Given task → Repeat every record below exactly, but leave out any pictures.

Input records →
..............................

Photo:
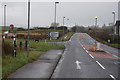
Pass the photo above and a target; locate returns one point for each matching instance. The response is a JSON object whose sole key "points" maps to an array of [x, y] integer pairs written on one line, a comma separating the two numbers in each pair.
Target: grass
{"points": [[62, 38], [68, 36], [109, 44], [10, 64], [7, 28]]}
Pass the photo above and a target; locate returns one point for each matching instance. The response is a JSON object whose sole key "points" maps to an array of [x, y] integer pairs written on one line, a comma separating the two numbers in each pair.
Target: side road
{"points": [[42, 68]]}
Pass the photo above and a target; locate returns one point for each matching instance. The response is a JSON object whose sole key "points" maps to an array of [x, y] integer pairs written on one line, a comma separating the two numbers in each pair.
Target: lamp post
{"points": [[96, 17], [114, 31], [63, 25], [4, 17], [28, 27], [55, 15]]}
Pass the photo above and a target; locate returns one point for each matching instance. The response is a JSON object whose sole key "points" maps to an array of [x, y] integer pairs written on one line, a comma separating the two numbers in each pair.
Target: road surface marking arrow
{"points": [[78, 64]]}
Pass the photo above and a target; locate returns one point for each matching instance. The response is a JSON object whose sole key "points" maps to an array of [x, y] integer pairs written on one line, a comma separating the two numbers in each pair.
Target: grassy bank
{"points": [[10, 64], [68, 36], [109, 44]]}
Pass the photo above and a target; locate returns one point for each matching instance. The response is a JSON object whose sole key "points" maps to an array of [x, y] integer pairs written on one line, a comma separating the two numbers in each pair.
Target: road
{"points": [[76, 62]]}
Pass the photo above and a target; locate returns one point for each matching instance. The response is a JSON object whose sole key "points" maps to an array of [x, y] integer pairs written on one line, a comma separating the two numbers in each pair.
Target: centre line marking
{"points": [[100, 65], [112, 77], [91, 55]]}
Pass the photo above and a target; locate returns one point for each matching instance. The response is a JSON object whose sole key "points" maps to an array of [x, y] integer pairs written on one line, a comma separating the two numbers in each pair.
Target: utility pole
{"points": [[114, 31], [63, 25], [28, 27], [95, 28], [5, 17]]}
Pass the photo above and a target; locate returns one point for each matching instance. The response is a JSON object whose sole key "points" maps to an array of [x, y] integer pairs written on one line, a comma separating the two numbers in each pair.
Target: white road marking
{"points": [[86, 51], [91, 56], [78, 64], [112, 77], [100, 65]]}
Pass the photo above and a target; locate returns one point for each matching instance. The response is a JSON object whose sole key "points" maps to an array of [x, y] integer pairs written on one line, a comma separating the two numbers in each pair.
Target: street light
{"points": [[28, 27], [55, 15], [4, 16], [114, 31], [96, 17], [63, 25]]}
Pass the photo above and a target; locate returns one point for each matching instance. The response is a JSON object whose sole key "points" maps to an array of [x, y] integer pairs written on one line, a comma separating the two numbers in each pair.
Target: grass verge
{"points": [[10, 64]]}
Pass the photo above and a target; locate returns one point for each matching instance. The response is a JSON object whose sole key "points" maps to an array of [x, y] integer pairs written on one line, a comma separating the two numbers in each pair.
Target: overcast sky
{"points": [[42, 13]]}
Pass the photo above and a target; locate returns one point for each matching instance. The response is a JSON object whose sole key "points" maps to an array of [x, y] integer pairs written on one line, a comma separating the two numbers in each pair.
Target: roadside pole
{"points": [[28, 27], [94, 46]]}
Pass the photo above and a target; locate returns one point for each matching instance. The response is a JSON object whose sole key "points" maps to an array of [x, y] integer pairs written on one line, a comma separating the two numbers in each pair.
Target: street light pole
{"points": [[28, 27], [95, 28], [4, 17], [63, 25], [55, 16], [67, 25], [114, 31]]}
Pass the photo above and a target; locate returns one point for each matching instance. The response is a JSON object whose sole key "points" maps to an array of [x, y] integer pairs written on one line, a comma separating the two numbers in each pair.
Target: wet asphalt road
{"points": [[89, 67]]}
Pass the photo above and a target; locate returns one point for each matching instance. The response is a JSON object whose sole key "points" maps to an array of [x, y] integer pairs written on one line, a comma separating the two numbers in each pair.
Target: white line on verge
{"points": [[100, 65], [112, 77], [91, 56]]}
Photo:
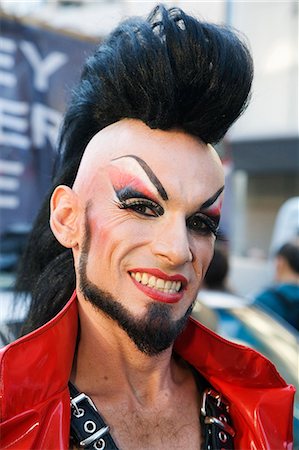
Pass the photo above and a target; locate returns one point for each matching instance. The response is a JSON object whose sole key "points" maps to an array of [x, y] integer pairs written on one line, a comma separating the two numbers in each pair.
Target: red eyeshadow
{"points": [[122, 179]]}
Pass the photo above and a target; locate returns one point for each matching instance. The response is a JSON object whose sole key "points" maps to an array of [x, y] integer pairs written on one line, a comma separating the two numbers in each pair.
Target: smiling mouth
{"points": [[165, 286]]}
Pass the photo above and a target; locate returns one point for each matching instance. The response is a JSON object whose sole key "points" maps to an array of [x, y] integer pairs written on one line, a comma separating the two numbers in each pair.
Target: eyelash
{"points": [[210, 226], [204, 227], [137, 204]]}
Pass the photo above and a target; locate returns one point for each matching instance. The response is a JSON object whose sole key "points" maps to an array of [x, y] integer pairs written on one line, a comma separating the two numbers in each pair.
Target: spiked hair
{"points": [[170, 70]]}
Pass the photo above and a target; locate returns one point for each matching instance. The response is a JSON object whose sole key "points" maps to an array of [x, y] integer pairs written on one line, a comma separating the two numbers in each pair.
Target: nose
{"points": [[171, 243]]}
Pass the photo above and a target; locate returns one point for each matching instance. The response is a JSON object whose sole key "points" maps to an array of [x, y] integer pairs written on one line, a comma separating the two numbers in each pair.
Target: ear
{"points": [[65, 216]]}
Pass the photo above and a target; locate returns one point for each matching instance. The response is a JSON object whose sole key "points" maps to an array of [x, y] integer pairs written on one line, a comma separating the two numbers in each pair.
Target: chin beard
{"points": [[152, 333]]}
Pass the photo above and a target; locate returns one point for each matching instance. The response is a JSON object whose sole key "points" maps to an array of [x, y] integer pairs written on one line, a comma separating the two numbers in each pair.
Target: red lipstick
{"points": [[154, 293]]}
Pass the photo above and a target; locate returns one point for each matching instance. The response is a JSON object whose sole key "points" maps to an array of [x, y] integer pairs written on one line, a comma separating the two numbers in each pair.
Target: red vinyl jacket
{"points": [[35, 402]]}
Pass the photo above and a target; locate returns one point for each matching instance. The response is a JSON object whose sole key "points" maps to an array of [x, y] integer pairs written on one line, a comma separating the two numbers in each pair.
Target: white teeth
{"points": [[152, 281], [169, 287], [160, 284], [144, 279], [138, 277], [168, 284]]}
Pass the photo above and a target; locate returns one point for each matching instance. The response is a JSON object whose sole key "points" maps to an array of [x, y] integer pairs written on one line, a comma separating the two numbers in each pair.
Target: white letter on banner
{"points": [[9, 120], [7, 78], [42, 68], [45, 124]]}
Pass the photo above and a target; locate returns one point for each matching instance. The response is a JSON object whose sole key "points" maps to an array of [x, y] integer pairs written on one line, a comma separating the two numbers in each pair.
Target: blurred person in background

..............................

Exercise result →
Photo:
Pass the photo above and a target; locate returns one point for each matching instance. The response is a JSON object whose sole key "points" maps to an array of [x, y] integer pairs written on one line, a comma separating the two numbers in each pair.
Target: grass
{"points": [[62, 38], [68, 36], [109, 44], [10, 64], [7, 28]]}
Pass the photo above and a target; locate returns one point for each matching instance. The response is a JSON object whose sole key "points" maps to an array of [x, y] integer pairs written on one line, a comma separating the two numbers in each pair.
Target: side road
{"points": [[42, 68]]}
Pass the photo above and a target; locate returns one point for each matching instance. The response is a JSON object whose sole key "points" maps to an array of [x, y] integer pairs written on one line, a comma separating the two numbers in each pair.
Target: lamp post
{"points": [[96, 17], [114, 31], [63, 25], [4, 17], [28, 27], [55, 15]]}
Pass the photo above and a target; locate returns one point for each matching instance. The response is a JSON object whose sole key "points" maps to an array of [x, y] integer pairs written on one line, a comma separating the two numbers in each pair.
Target: road surface marking arrow
{"points": [[78, 64]]}
Pass the photo above and a target; locate returns one point for each matching instance. The response is a JSON object whose sole key "points" maps to an array of [x, y] integer pairs written on one line, a comma separating the two numbers in each pair.
Target: grassy bank
{"points": [[10, 64], [68, 36], [109, 44]]}
Pass the photo above and a target; locate returns one point for each matching instance. The response is a JSON object whose sole key "points" maps to an array of [x, y] integer pairs written on one line, a comma separating the two numbers in each pair.
Target: road
{"points": [[76, 62]]}
Pass the photo above and a target; locate returns one point for each matching instance. The response is a JSON object whose sole key "points" maps to an array of [x, y] integer pairs written on one line, a comma separating the two numbers in each pair.
Target: centre line marking
{"points": [[100, 65], [112, 77], [91, 55]]}
Pass the photo above and a target; locate returns one point for each matching instance. The response is a JSON object whose sole key "points" maps to an array of [x, y] integer pairs written on one line, a comma separating the two numbers in each pair.
Target: utility pole
{"points": [[114, 31], [63, 25], [28, 27], [95, 28], [5, 17]]}
Pass the photo above and a target; locate returns one point for each matching instance. The response is a JSON object whose sole key "points" maps to an array of [x, y] integer pairs written on one line, a comma separating the two numbers in each pair.
Target: white road marking
{"points": [[86, 51], [91, 56], [78, 64], [112, 77], [100, 65]]}
Pass the photo above and a target; locate returns one point for each matching instance. The response is a JSON object whose sole key "points" maps to an array of [x, y] integer pairs written on one line, a comma separating the two numbers in each pair.
Target: street light
{"points": [[28, 27], [55, 15], [4, 16], [114, 31], [96, 17], [63, 25]]}
Pass the photo above and a target; locate returns one point for each matching instance. The response is a JSON object whose sole key "points" maps to an array of [x, y] integer pairs written on one line, a comma separating the two numbers in each pair.
Target: grass verge
{"points": [[10, 64]]}
Pass the photo above and a target; locate returns one point for each matching instance. The response is a JSON object whose sole key "points" maps to an array of [x, y] integer pairs written on one line, a comma separating the two numbers in each pair.
Target: overcast sky
{"points": [[42, 13]]}
Pass the photo above and a target; locate returns one point for each matching instance. The response is a JSON object whose sole key "points" maps to an array of [x, y] integer pairs written on one line, a comma separating the two numbers in each pair.
Target: roadside pole
{"points": [[28, 27], [94, 46]]}
Pass the photo above and a target; locate returns one point for each matching instance. The response is a JSON object whose sole key "points" maps to an array of [x, y] integer pairs written on one line, a comma separating the two numbers in each pair.
Target: street light pole
{"points": [[28, 27], [95, 28], [4, 17], [63, 25], [55, 16], [67, 25], [114, 31]]}
Pass the photo above and a target; locate returns one point for each matching instance. The response is a JSON object whose sole key "points" maps to an array of [x, y] integer pairs written on one line, a comma separating the two numbers in each pair.
Target: wet asphalt road
{"points": [[89, 67]]}
Pass the photo above and a target; locate returns one point for each matching instance. The response is a JSON object whose sole key "points" maps to an array of [x, y] integer pairs written on one line, a comma separating the two numbers in each pair.
Target: white line on verge
{"points": [[100, 65], [112, 77], [91, 56]]}
Photo:
Pass the photo above and a target; locate returns one point for each matching instance. The response is a JSON object whose sole key "points" maps to an array of [x, y] integer pairs written on one line, a comma separating the two numbers in each pair.
Target: red eyeshadow
{"points": [[122, 179]]}
Pass the photo above and a target; locate returns one point for each matching instance. The response is a JSON object whose sole key "points" maps to an array of [x, y] integer pairs written on one line, a comma separating the two numbers in each pair.
Target: smiling mouth
{"points": [[165, 286]]}
Pass the photo above and a target; locate returns one point for each matching instance. The response is a JSON object whose sole key "points" maps to an array of [x, y] integer pairs written on one line, a comma separating the two numbers in each pair.
Target: eyelash
{"points": [[210, 226], [204, 227], [137, 204]]}
Pass the photo above and a target; locate returns one point for each matching instance. The response is a JSON object whose sole key "points" maps to an array of [x, y] integer pairs written on one line, a comma separating the two numbers in each pair.
Target: spiked hair
{"points": [[170, 70]]}
Pass the photo above and a target; locate returns one point for each matching instance. The response is a JSON object whose sole key "points" maps to an array of [x, y] integer pairs written on one line, a comma separating the two numbers in each pair.
Target: nose
{"points": [[171, 243]]}
Pass the photo above and a target; locate returns one point for each matching instance. The response is a JSON object whose sole key "points" maps to an array of [x, y] integer pairs written on one line, a comma separating the two numbers in each pair.
Target: ear
{"points": [[65, 216]]}
Pass the photo above and a target; locate returns one point for each matching instance. The response is a JSON object whose sole key "points" maps to an array of [x, y] integer pairs written on one line, a comma separating the two numbers in each pair.
Target: chin beard
{"points": [[152, 333]]}
Pass the photo above and a target; locate returns one point for each matching instance. The response is a JSON object whose sole key "points" maps to an array of [x, y] integer pairs written on one line, a comma separating the two numbers in each pair.
Target: red lipstick
{"points": [[154, 293]]}
Pass the photo above and a target; locate returns one point for each matching instance. The response is a JSON object whose sole key "points" maps to an array of [x, y] integer pairs written on one line, a comma separating the two numbers in each pair.
Target: red vinyl jacket
{"points": [[35, 402]]}
Pass the photo above and a target; locate returns one point for each matching instance. The response is a JSON object whose sole key "points" maps to an array of [x, y] integer pairs written on one line, a comma separating the two numbers in each pair.
Target: white teeth
{"points": [[152, 281], [169, 287], [160, 284], [144, 279], [138, 277], [168, 284]]}
Pass the photo above and a target; locate returns one point for each matching instance. The response is a JSON object whose sole key "points" maps to an array of [x, y] integer pairs written on one line, a comma separating the two numbers in each pair.
Target: white letter on banner
{"points": [[9, 120], [7, 78], [42, 68], [45, 124]]}
Pass the photo above and a target; locate returns one point for each matching instance. The response is a JSON object whose sole key "points" maps to an array of [x, y] integer pairs written on one line, a comma separating the two numbers in each pair.
Target: blurred person in background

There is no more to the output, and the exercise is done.